START INFORMATION SHOWN

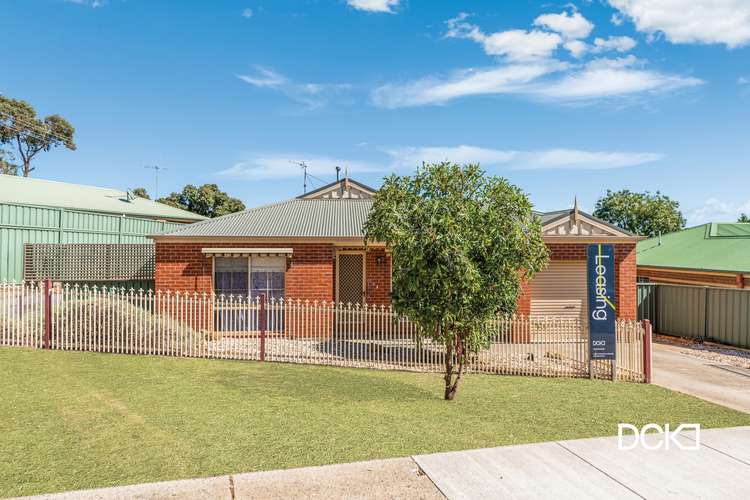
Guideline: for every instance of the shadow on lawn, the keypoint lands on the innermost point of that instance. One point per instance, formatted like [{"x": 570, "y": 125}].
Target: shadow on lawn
[
  {"x": 377, "y": 351},
  {"x": 314, "y": 383}
]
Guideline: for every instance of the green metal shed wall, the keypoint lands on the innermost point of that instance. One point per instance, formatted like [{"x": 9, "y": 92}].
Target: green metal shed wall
[{"x": 20, "y": 224}]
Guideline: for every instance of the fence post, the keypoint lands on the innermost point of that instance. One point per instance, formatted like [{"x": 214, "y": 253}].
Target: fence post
[
  {"x": 647, "y": 350},
  {"x": 47, "y": 314},
  {"x": 262, "y": 326}
]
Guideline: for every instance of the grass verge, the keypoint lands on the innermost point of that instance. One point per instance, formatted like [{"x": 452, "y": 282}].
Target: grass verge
[{"x": 82, "y": 420}]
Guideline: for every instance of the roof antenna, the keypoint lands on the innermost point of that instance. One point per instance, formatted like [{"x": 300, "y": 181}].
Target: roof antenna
[
  {"x": 156, "y": 169},
  {"x": 303, "y": 165}
]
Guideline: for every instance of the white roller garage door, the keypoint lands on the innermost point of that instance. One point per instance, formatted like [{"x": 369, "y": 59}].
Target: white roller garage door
[{"x": 560, "y": 290}]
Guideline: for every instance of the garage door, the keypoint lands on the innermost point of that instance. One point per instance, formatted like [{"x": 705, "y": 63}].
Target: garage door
[{"x": 560, "y": 290}]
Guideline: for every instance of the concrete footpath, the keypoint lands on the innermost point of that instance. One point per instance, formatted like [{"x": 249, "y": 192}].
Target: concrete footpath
[
  {"x": 580, "y": 469},
  {"x": 596, "y": 468},
  {"x": 721, "y": 384}
]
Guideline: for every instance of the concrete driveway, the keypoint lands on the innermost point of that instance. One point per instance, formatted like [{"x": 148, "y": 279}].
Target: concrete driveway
[{"x": 721, "y": 384}]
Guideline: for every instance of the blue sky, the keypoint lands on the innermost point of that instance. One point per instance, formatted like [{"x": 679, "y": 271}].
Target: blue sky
[{"x": 564, "y": 99}]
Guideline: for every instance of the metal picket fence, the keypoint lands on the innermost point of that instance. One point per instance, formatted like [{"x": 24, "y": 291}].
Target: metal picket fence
[{"x": 115, "y": 320}]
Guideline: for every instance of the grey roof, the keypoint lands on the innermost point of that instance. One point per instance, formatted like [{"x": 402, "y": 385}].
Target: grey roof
[
  {"x": 295, "y": 218},
  {"x": 548, "y": 217},
  {"x": 334, "y": 183},
  {"x": 306, "y": 218}
]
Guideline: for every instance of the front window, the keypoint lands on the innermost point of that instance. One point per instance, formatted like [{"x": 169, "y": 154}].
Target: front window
[
  {"x": 230, "y": 276},
  {"x": 266, "y": 276},
  {"x": 248, "y": 276}
]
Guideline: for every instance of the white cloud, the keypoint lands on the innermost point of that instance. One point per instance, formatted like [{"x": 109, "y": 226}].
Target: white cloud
[
  {"x": 714, "y": 210},
  {"x": 515, "y": 45},
  {"x": 548, "y": 80},
  {"x": 521, "y": 160},
  {"x": 618, "y": 43},
  {"x": 284, "y": 165},
  {"x": 91, "y": 3},
  {"x": 438, "y": 90},
  {"x": 577, "y": 48},
  {"x": 571, "y": 26},
  {"x": 691, "y": 21},
  {"x": 281, "y": 165},
  {"x": 312, "y": 95},
  {"x": 386, "y": 6},
  {"x": 604, "y": 78}
]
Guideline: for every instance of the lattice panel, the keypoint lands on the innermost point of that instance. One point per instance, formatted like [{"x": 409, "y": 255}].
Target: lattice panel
[
  {"x": 350, "y": 278},
  {"x": 89, "y": 262}
]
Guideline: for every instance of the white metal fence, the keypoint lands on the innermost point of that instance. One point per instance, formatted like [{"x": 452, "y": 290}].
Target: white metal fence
[{"x": 207, "y": 326}]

END INFORMATION SHOWN

# WHAT YOU WILL DO
Each line in the entries above, starting at the line with "Guideline: for every instance of the roof" and ending at the line with "Guideline: for every instance of the white roller", is to be printed exactly, and only those lines.

# ANSWER TO THE PROBLEM
Guideline: for every instance of the roof antenna, the keypoint lands on the innermost point of that instance. One point per instance, formatted like [{"x": 300, "y": 181}].
Target: roof antenna
[
  {"x": 156, "y": 169},
  {"x": 303, "y": 165}
]
Guideline: for every instance of the white roller garage door, the keypoint lands on the innermost point of that instance. One point per instance, formatted like [{"x": 369, "y": 59}].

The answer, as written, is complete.